Text segment:
Claire (Ethelyn Friend), the play's preternaturally chipper protagonist, wakes every morning to a world washed clean. She has no memory of her life. She's re-introduced -- with an apparent minimum of worry and fuss -- to her everyday existence by her husband, Richard (Erik Sandvold), who has actually prepared a book for her that contains instructions, photographs and a map of the house. But once Richard has left the room, Claire is accosted by a lisping, limping masked man who insists that she's in peril and must flee with him immediately. She obliges, and he whisks her off to the home of stroke-afflicted Gertie, whom he identifies as her mother. Fragments of Claire's memory begin to return. Millet (Frank Oden), a man attached to a chatty hand puppet, appears. He seems to have a connection to the Limping Man: They're each wearing half of the same set of handcuffs. Meanwhile, husband Richard, along with Claire's sullen son, Kenny (an effective performance by Todd Webster), have begun a hot pursuit.

The script of Fuddy Meers has the kind of deranged rhythm and craftsmanship -- action piled on action, joke on joke -- that I associate with classic farce, or with plays like Michael Frayn's busy, marvelous Noises Off, and it amuses in the same visceral way. But the content is much grimmer. We know it was something terrible that caused Claire to lose her memory, something to do with wife battery, but we can't figure out whom to trust. The Limping Man has a hideously deformed ear, is deaf and blind on one side and is constantly suppressing or failing to suppress a simmering rage. Genial Richard, too, has his dark side. Even cheery, babbling Gertie has a homicidal streak. There's all kinds of violence on stage, though it's the cartoon kind, where the victim instantly bounces back into action.

Fuddy Meers isn't just a fast and furious phantasmagoria (is that a contradiction in terms?) or an absurdist exercise. It has a plot, even if it's a demented one -- and even if bits of it keep either fading away or falling off.

(Items from a dataset)

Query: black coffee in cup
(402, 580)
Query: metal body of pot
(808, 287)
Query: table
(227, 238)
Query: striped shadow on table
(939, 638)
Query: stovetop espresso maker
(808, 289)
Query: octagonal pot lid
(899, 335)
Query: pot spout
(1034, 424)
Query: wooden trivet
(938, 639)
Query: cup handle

Given request 1:
Answer these questions using the passage about Fuddy Meers:
(a) Which actor plays Claire's husband, Richard?
(b) Which play by Michael Frayn does the script bring to mind for the writer?
(c) What do Millet and the Limping Man each wear that suggests a connection between them?
Given request 2:
Carry on the passage about Fuddy Meers from the point at which it stops.

Final answer 1:
(a) Erik Sandvold
(b) Noises Off
(c) Each wears half of the same set of handcuffs.

Final answer 2:
It might be unreasonable to ask that this vigorously bubbling stew possess some point, but the play keeps promising one. It hints continually at symbolism and deeper truth. Every character, including mindlessly genial Claire and Millet's puppet, has a sinister side. Is author David Lindsay-Abaire suggesting that this is essential human nature, that we're all endlessly engaged in suppressing unspeakable impulses? Does the play comment on memory? There should be something evocative in Claire's daily efforts to reconstruct herself, and the ending of the play -- which happily foils expectation -- leaves us wondering whether she'll remember anything of her day the next morning. But we don't really care if she does or doesn't. The characters' speech oddities remind us of the links among speech, cognition, memory and self, and they hint at deeper meaning, but that meaning never reveals itself -- though one does leave the theater wanting to pun and finding giggly humor in ordinary words.

A couple of faintly haunting discussions take place in Fuddy Meers: Gertie shows photographs of reflections in a fairground funhouse mirror ("fuddy meers" is her way of saying "funny mirrors"); Claire talks of a mortally injured dog she once tried to save that recovered to scamper joyously around the kitchen for three minutes before lying down and dying. Perhaps the dog represents Claire herself. But none of these stories or images really illuminates the play.

Though at first I feared that her chirpiness would wear thin, Friend is very good as Claire and soon reveals a more feelingful side. Christopher Leo does sterling service as the snarling yet pathetic Limping Man, and Kathryn Gray is a delight as the mother, stomping around her kitchen like the Little Engine That Could. Except, of course, that she can't.